===== EXTRACTED TEXT

Hate is a strong word. He explains. “226 players practise the same passages in Stravinsky’s Three Pieces in a hotel which has no sound-proofed rooms. I was sitting with my headphones, to try to get some peace. It was crazy. Then I did the first round, and I had a memory slip in one bar, so I thought, now I’m out. So I packed my bag. But, somehow, I got to the next round. And then it was a bit better. But the concept is strange. If you were on a jury, to sit down and listen to 226 people playing the same piece, and say, this is art, this is not art.”

==========
===== DATASET EXCERPT

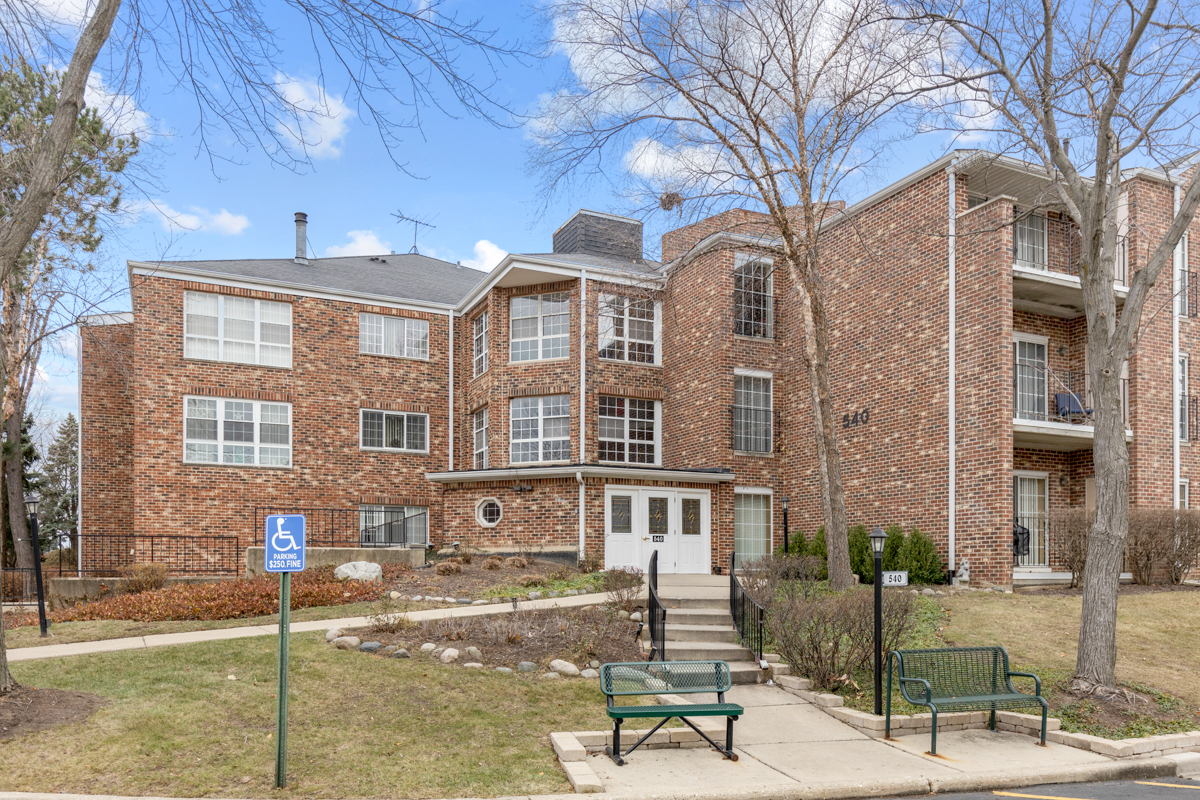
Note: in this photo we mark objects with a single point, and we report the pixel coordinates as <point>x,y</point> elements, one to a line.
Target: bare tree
<point>719,104</point>
<point>1116,80</point>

==========

PARTS OF THE EXERCISE
[1] From the excerpt, list every past-tense verb phrase whose subject is "I".
[2] According to the excerpt, where did the players practice the passages from Stravinsky's Three Pieces?
[3] Do these statements agree with the excerpt? (a) The speaker had a memory slip during the first round. (b) The speaker did not advance past the first round. (c) The hotel had sound-proofed rooms. For each, answer yes or no and quote the deciding words.

OUTPUTS FOR THE TASKS
[1]
- I was sitting
- I did
- I had
- I thought
- I packed
- I got

[2] In a hotel which has no sound-proofed rooms.

[3]
(a) Yes: "I had a memory slip in one bar"
(b) No: "But, somehow, I got to the next round."
(c) No: "a hotel which has no sound-proofed rooms"